Fr. Ted Colleton reports from Creating a Culture of Life: An International Forum Paul Tuns, the editor of The Interim, has kindly requested me to write an article on the recent pro-life conference. While I feel very grateful, I am also fully aware that I lack the expertise to do full credit to this really wonderful occasion.
I have attended many conventions during the past 25 years, but this was by far the greatest and, I believe, the most successful. Jim Hughes tells me that Dr. Jack Willke, former president of the U.S. National Right to Life Committee as well as founder and president of the International Right to Life Federation, said it was “one of the best” conferences he has ever attended.
And well it should be. Creating a Culture of Life – An International Forum was sponsored by Campaign Life Coalition Canada, Life Canada and the International Right to Life Federation. Held at the Regal Constellation Hotel, Toronto, Oct. 24-26, 2002, nearly 650 people attended the conference. Still, it was like a family party. No introductions were needed. There was no need, as we all knew why we were there. We were a large family whose main interest was the saving of our beloved, but yet unborn, babies.
From where had all these people come? While most of them were of course from Canada, others were from far away. I met people from the United States, Brazil, the Philippines, the Netherlands, and India. I believe there were also people from other countries whom I did not have the pleasure of meeting.
At previous conferences, I recall that the speakers occupied different rooms. So, those attending had to make a choice as to which speaker they would listen to. This conference was different. A huge hall was booked so that everybody could attend every talk. This was a much better idea as each speaker – excluding myself – was really worth listening to. In all, there were 20 speakers, including five doctors and three politicians, such as Liberal Senator Anne Cools, founder of Women Transition Inc., which provides aid to victims of violence and abuse.
One very prominent speaker was Dr. Marie Mignon Mascarenhas, from India. She is the director of Research Education Service and Training (CREST), established to provide family and community therapy, vocational training and rehabilitation in India. In 1980, she was invited to the Synod on the Family in Rome and served for five years on the Pontifical Council for the Family. She was a founding member of the board of the International Right to Life Federation. She gave an excellent talk on how abortion is foisted on the developing world, and the plight of the girl-child.

- _AVAILABLE DATA_
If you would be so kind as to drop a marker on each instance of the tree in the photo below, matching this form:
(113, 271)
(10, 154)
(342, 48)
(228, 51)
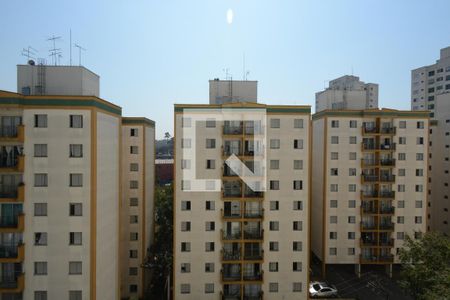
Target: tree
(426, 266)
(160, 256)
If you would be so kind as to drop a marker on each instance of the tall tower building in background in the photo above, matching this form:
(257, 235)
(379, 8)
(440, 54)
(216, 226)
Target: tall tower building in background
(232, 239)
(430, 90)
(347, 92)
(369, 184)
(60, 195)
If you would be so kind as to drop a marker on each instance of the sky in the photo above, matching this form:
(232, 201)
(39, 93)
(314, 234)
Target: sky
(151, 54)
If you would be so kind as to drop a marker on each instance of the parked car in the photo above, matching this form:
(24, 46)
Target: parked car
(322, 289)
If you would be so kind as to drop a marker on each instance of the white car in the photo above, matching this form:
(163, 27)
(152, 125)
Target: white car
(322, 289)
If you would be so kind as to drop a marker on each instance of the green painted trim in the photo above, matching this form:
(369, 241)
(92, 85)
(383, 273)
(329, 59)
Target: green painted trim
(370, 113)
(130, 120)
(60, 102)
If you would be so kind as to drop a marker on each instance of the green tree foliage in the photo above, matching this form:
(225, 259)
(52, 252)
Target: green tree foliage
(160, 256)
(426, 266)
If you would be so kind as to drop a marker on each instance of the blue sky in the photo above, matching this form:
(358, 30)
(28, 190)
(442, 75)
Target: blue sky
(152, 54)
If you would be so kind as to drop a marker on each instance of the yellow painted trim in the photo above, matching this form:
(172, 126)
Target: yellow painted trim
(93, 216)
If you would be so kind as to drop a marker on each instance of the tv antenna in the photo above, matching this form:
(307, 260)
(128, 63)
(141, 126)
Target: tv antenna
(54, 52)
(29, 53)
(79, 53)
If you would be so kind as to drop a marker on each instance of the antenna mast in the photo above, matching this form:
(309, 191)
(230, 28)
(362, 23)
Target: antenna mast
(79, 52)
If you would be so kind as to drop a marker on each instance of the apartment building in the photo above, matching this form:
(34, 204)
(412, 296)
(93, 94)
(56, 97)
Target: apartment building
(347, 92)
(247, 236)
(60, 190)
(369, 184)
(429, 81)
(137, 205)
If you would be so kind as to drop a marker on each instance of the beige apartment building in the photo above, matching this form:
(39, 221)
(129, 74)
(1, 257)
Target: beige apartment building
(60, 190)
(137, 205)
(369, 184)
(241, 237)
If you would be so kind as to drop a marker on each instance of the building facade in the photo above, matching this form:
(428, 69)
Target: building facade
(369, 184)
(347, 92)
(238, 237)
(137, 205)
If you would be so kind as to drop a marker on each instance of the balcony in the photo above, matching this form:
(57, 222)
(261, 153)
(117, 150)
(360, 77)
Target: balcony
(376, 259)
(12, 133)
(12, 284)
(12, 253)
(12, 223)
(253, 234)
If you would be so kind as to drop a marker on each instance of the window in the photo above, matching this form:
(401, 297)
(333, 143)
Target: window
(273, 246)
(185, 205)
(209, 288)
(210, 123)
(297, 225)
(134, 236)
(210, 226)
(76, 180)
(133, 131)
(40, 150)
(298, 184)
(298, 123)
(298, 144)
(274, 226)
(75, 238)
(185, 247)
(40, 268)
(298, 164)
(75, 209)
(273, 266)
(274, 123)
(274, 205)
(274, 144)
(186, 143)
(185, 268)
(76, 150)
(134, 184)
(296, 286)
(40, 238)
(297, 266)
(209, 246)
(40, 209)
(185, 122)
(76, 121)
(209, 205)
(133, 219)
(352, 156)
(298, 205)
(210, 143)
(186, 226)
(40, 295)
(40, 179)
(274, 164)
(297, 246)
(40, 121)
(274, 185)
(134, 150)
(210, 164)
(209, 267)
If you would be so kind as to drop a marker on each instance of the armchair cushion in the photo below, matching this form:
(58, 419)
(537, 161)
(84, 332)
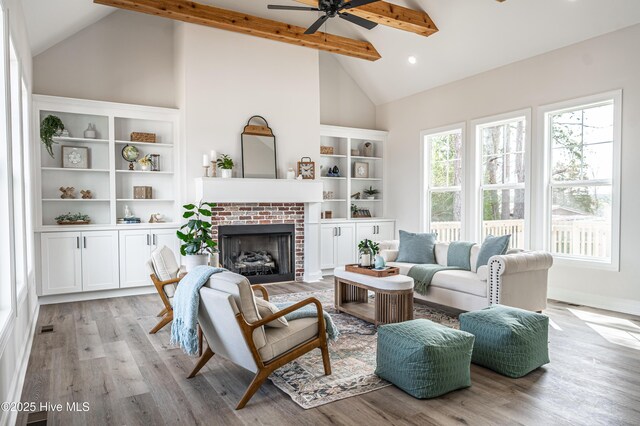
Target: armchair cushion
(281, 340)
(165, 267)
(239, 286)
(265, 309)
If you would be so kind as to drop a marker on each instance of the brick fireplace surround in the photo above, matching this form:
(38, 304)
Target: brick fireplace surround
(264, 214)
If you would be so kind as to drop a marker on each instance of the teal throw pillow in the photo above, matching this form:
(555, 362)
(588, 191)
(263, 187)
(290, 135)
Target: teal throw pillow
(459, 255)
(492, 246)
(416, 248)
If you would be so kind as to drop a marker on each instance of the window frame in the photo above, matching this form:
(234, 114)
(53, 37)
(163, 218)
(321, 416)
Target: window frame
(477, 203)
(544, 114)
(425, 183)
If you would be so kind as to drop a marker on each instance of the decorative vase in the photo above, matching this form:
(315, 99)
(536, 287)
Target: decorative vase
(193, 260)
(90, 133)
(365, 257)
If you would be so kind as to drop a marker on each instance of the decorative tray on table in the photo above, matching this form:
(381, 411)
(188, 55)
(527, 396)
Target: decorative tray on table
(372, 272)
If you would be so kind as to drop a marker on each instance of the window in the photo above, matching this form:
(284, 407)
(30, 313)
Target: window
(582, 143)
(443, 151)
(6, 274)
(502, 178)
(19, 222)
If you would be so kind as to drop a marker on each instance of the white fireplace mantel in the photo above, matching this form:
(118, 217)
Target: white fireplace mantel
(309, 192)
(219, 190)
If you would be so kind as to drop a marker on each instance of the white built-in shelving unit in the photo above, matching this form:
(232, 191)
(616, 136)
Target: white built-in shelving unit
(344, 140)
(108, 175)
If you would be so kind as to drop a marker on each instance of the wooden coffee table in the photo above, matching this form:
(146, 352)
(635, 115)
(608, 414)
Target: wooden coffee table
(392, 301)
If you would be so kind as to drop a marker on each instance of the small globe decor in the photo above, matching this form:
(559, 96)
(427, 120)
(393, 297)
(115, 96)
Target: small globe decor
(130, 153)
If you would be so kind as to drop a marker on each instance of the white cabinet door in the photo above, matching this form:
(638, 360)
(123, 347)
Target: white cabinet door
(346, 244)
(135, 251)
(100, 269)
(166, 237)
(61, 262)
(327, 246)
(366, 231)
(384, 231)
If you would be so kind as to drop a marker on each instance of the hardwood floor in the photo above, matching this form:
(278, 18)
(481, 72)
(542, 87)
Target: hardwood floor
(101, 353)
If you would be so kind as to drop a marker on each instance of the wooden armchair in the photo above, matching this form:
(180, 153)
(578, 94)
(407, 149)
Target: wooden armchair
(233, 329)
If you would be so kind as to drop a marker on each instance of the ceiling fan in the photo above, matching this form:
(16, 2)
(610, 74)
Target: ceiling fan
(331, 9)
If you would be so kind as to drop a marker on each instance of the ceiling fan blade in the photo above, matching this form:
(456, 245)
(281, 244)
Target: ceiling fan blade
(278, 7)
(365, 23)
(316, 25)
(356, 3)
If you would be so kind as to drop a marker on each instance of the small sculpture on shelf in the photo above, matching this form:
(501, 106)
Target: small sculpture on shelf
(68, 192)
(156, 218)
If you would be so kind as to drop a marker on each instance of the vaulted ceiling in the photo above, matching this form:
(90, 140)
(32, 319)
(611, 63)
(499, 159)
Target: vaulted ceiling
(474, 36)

- _EXERCISE AIM_
Could you reproduce the conference report word for word, starting at the words "At previous conferences, I" and stopping after "violence and abuse."? The material here is separate from the conference report.

- _REPLY TO THE EXERCISE_
At previous conferences, I recall that the speakers occupied different rooms. So, those attending had to make a choice as to which speaker they would listen to. This conference was different. A huge hall was booked so that everybody could attend every talk. This was a much better idea as each speaker – excluding myself – was really worth listening to. In all, there were 20 speakers, including five doctors and three politicians, such as Liberal Senator Anne Cools, founder of Women Transition Inc., which provides aid to victims of violence and abuse.